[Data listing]

▬▬▬

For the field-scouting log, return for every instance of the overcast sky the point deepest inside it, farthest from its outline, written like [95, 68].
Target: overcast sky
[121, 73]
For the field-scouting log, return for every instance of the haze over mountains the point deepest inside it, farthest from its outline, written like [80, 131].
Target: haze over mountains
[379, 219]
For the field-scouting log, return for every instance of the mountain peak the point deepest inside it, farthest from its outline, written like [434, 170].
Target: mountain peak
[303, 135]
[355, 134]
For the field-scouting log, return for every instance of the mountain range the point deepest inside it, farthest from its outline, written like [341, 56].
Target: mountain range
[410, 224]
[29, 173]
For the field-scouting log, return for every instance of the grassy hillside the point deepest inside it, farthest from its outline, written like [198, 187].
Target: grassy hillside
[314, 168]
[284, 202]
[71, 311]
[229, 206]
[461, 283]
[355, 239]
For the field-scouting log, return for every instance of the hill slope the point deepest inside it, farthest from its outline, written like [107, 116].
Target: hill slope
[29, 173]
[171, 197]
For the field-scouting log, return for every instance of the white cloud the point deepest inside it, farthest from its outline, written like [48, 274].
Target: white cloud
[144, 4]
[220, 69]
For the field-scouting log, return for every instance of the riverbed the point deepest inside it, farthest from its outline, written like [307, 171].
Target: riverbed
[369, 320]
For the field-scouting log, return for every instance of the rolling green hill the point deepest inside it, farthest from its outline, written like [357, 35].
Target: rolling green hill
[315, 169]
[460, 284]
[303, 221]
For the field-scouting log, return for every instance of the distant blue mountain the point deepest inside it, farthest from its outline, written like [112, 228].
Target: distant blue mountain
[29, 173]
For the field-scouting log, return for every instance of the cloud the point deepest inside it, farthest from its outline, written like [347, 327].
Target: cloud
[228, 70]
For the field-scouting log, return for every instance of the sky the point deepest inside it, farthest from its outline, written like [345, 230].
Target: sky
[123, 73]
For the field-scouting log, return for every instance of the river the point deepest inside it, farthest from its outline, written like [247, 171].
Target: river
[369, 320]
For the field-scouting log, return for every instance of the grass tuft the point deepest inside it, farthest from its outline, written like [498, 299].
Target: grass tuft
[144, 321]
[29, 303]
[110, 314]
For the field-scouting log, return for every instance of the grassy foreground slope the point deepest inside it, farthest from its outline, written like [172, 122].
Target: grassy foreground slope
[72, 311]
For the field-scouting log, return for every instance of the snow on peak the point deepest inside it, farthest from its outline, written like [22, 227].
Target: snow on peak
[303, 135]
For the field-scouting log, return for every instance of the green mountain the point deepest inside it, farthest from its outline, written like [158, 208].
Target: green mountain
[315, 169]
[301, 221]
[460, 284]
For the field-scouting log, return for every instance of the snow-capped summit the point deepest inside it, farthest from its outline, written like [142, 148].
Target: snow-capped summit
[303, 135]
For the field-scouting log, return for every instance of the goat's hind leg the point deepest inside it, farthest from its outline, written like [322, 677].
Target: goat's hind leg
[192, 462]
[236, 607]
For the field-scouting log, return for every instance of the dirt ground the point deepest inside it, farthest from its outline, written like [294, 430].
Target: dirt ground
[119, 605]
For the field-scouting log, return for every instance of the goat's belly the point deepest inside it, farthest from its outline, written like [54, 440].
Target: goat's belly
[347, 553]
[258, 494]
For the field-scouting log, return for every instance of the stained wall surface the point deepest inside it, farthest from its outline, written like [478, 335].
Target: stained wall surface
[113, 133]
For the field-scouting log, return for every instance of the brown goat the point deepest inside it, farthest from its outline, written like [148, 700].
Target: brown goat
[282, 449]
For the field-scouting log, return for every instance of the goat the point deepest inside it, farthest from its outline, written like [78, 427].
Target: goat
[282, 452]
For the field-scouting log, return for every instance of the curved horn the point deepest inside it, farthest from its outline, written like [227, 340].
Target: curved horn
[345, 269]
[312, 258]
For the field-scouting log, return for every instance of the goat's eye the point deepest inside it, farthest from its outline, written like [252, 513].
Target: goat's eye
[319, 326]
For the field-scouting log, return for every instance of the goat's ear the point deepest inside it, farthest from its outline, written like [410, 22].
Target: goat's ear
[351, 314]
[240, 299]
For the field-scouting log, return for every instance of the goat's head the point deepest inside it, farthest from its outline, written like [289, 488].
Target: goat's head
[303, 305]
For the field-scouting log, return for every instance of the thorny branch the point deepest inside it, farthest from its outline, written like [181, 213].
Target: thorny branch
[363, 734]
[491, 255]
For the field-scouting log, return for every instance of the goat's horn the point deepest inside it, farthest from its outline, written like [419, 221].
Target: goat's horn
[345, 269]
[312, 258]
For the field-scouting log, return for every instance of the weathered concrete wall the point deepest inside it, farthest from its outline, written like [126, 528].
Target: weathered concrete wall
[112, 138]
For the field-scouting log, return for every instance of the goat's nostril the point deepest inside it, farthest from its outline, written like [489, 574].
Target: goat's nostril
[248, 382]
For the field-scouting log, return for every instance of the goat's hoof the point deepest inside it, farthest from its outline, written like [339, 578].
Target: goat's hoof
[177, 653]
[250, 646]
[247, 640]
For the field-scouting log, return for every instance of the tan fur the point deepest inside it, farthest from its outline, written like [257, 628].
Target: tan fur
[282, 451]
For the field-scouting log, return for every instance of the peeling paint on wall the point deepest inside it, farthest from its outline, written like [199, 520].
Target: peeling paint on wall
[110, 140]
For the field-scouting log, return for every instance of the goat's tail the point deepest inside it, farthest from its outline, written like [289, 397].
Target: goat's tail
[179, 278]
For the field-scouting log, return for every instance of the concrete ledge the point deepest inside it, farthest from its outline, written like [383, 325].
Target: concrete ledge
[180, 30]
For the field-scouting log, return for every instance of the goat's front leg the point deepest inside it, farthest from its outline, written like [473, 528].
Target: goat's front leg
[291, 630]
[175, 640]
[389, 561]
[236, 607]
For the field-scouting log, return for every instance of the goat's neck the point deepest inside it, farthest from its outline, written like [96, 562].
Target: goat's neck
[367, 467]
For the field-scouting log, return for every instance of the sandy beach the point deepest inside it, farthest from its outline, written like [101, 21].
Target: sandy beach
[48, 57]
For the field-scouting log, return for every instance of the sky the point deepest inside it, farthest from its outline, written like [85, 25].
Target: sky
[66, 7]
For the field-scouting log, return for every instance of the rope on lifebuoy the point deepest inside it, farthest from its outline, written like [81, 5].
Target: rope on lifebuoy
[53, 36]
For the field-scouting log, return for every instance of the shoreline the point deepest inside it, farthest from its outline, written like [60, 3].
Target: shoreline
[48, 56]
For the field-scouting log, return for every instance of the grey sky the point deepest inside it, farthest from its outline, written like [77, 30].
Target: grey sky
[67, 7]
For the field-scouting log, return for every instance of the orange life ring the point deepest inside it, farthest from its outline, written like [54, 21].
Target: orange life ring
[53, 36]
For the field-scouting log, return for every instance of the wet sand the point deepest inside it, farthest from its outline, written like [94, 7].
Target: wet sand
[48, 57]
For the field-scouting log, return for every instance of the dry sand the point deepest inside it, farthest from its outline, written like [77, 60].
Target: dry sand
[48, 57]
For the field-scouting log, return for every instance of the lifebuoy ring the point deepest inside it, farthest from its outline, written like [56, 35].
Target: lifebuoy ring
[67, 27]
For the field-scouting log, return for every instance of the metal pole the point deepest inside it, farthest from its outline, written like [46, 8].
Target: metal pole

▬▬▬

- [Work to be completed]
Reproduce every line of the data listing above without any change.

- [Finished answer]
For the field-scouting log, return for every instance of the overcast sky the point deepest inside it, farthest from its outline, written like [95, 68].
Target: overcast sky
[121, 73]
For the field-scouting log, return for every instance of the haze over mountains the point deepest inside it, farthest from its outline, written like [80, 131].
Target: haze over mountains
[379, 219]
For the field-scouting log, return for every instance of the mountain peak the point deepest inside it, farthest from its outline, written like [434, 170].
Target: mountain peak
[303, 135]
[355, 134]
For the field-scouting log, return for every instance of the mountain range the point deepest inside it, farthest from its outline, written like [341, 56].
Target: mountain range
[410, 224]
[29, 173]
For the field-scouting log, return for every instance of the grassy hillside the point deepest inside it, farthest from its outline, written like [198, 187].
Target: grassy hillside
[314, 168]
[284, 202]
[71, 311]
[229, 206]
[461, 283]
[355, 239]
For the field-scouting log, return for every instance of the hill slope the point deepest inside it, farthest from its outline, written like [107, 116].
Target: hill slope
[29, 173]
[171, 197]
For the field-scouting log, return for every instance of the white cloud the point deepest inside it, farthest from its outline, written like [48, 274].
Target: white cloud
[144, 4]
[220, 69]
For the field-scouting log, return for every instance of the riverbed the point deepest inside it, farthest from its outline, written like [307, 171].
Target: riverbed
[369, 320]
For the field-scouting log, return for every instance of the rolling green hill the point deepest inside it, farthest from its outline, written like [357, 35].
Target: rolling green hill
[315, 169]
[460, 284]
[303, 221]
For the field-scouting log, return for every instance of the distant blue mountain the point deepest inside it, farthest from its outline, written like [112, 228].
Target: distant blue mountain
[29, 173]
For the field-scouting log, return for every instance of the cloud the point deepest inside it, farthest from its outline, written like [347, 327].
Target: cloud
[228, 70]
For the field-scouting log, return for every instance of the sky the point deepest inside it, farthest from its outline, written like [345, 230].
Target: sky
[123, 73]
For the field-scouting log, return for every instance of the river the point deepest inside it, farthest from its outline, written like [247, 171].
Target: river
[369, 320]
For the field-scouting log, return for every instance of the grass tuft the point deepest inside it, farthest from its outline, written like [498, 299].
Target: grass tuft
[144, 321]
[29, 303]
[110, 314]
For the field-scouting log, return for every instance of the grassy foreground slope the point deepest inside it, farthest from its outline, written like [172, 122].
Target: grassy foreground slope
[72, 311]
For the field-scouting log, return for every instance of the snow on peak the point deepest inside it, farthest from its outline, written like [22, 227].
Target: snow on peak
[303, 135]
For the field-scouting log, return for every instance of the green mountain the point deepest inside it, farthest from its outline, written like [158, 208].
Target: green mountain
[315, 169]
[301, 221]
[460, 284]
For the field-scouting log, return for every instance of the snow-capped summit the point deepest inside it, farthest from its outline, written like [142, 148].
Target: snow-capped summit
[303, 135]
For the field-scouting log, return for every instance of the goat's hind leg the point deepest inside it, farthest from its outline, written like [322, 677].
Target: goat's hind leg
[192, 462]
[236, 607]
For the field-scouting log, return for every instance of the dirt ground the point deepest inside it, farthest from its outline, written like [294, 430].
Target: dirt ground
[119, 605]
For the field-scouting log, return for every instance of the goat's belly the point deepest inside it, farthest from its outline, written like [54, 440].
Target: goat's belly
[347, 553]
[258, 494]
For the field-scouting log, return for every instance of the stained wall surface the point deepest inside it, farthest from its outline, written like [478, 335].
Target: stained wall surface
[113, 133]
For the field-scouting log, return for every instance of the brown goat the point deepest inside it, farthest from its outline, written like [148, 700].
Target: brown goat
[282, 449]
For the field-scouting log, return for every instance of the goat the point deepest inside it, farthest from its outline, written like [78, 427].
Target: goat
[282, 452]
For the field-scouting log, return for every instance of the curved horn the point deepest inside it, farthest from its outline, written like [227, 340].
Target: curved horn
[345, 269]
[312, 258]
For the field-scouting log, return for every instance of the goat's eye the point deepest inside it, farthest from its outline, written like [252, 513].
Target: goat's eye
[319, 326]
For the field-scouting log, return for every instance of the goat's ear the point deepest inside it, farthest from its outline, written like [410, 22].
Target: goat's ear
[351, 314]
[240, 299]
For the field-scouting log, return for every instance of the goat's head the point deepest inside it, farthest from its outline, written like [289, 488].
Target: goat's head
[303, 305]
For the field-scouting log, return for every instance of the thorny branch the point deepest inside it, farthest from its outline, written like [181, 213].
Target: thorny branch
[363, 734]
[491, 255]
For the field-scouting log, return for every instance of the goat's horn the point deepest inside it, farthest from its outline, written like [419, 221].
Target: goat's horn
[345, 269]
[312, 258]
For the field-scouting log, return for every instance of the weathered concrete wall the point deepest inside it, farthest from its outline, written like [126, 528].
Target: weathered concrete wall
[112, 138]
For the field-scouting log, return for every instance of the goat's nostril the point deepest inside it, farthest from its outline, written like [489, 574].
Target: goat's nostril
[248, 382]
For the field-scouting log, return for every instance of the goat's hoof the point deepest inside it, farthest from its outline, written like [339, 578].
Target: goat's hoof
[177, 653]
[250, 646]
[247, 640]
For the field-scouting log, return for every instance of the tan fur the point deepest inside it, farthest from its outline, written like [257, 628].
Target: tan fur
[282, 451]
For the field-scouting log, return for every instance of the peeling paint on wall the point deepest inside it, farthest from its outline, written like [199, 520].
Target: peeling paint on wall
[110, 140]
For the field-scouting log, return for every instance of the goat's tail the point deepest inside it, farthest from its outline, written like [289, 397].
Target: goat's tail
[179, 278]
For the field-scouting log, return for every instance of the concrete ledge the point deepest inside it, farthest from its outline, written like [383, 325].
Target: concrete ledge
[180, 30]
For the field-scouting log, return for every instance of the goat's front leg the point deepest inside it, farthest from its outline, written like [473, 528].
Target: goat's front leg
[291, 630]
[175, 640]
[389, 561]
[236, 607]
For the field-scouting log, return for every instance of the goat's neck the point deepest inside it, farthest from its outline, written like [96, 562].
Target: goat's neck
[367, 467]
For the field-scouting log, return for every instance of the sandy beach the point deepest inside it, farthest from its outline, written like [101, 21].
Target: sandy beach
[48, 57]
For the field-scouting log, return for every instance of the sky the point deepest inside it, farthest from its outline, written like [85, 25].
Target: sky
[66, 7]
For the field-scouting log, return for every instance of the rope on lifebuoy the point deepest inside it, farthest from its outline, written like [81, 5].
Target: rope on lifebuoy
[53, 36]
For the field-scouting log, return for every instance of the shoreline the point deepest inside it, farthest from its outline, written like [60, 3].
Target: shoreline
[48, 56]
For the field-scouting log, return for every instance of the grey sky the point deepest inside it, farthest from its outline, written like [77, 30].
Target: grey sky
[67, 7]
For the field-scouting log, return for every instance of the orange life ring the point deepest inside it, farthest from its outline, written like [54, 21].
Target: orange life ring
[53, 36]
For the field-scouting log, return for every instance of the wet sand the point deepest inside it, farthest from its outline, written like [94, 7].
Target: wet sand
[48, 57]
For the field-scouting log, return for every instance of the dry sand the point deepest inside it, farthest from its outline, written like [77, 60].
Target: dry sand
[48, 57]
For the field-scouting log, return for every instance of the lifebuoy ring the point deepest inside it, farthest from its outline, written like [56, 35].
Target: lifebuoy ring
[67, 27]
For the field-scouting log, return for every instance of the metal pole the point deepest inside it, farthest from its outline, written like [46, 8].
Target: metal pole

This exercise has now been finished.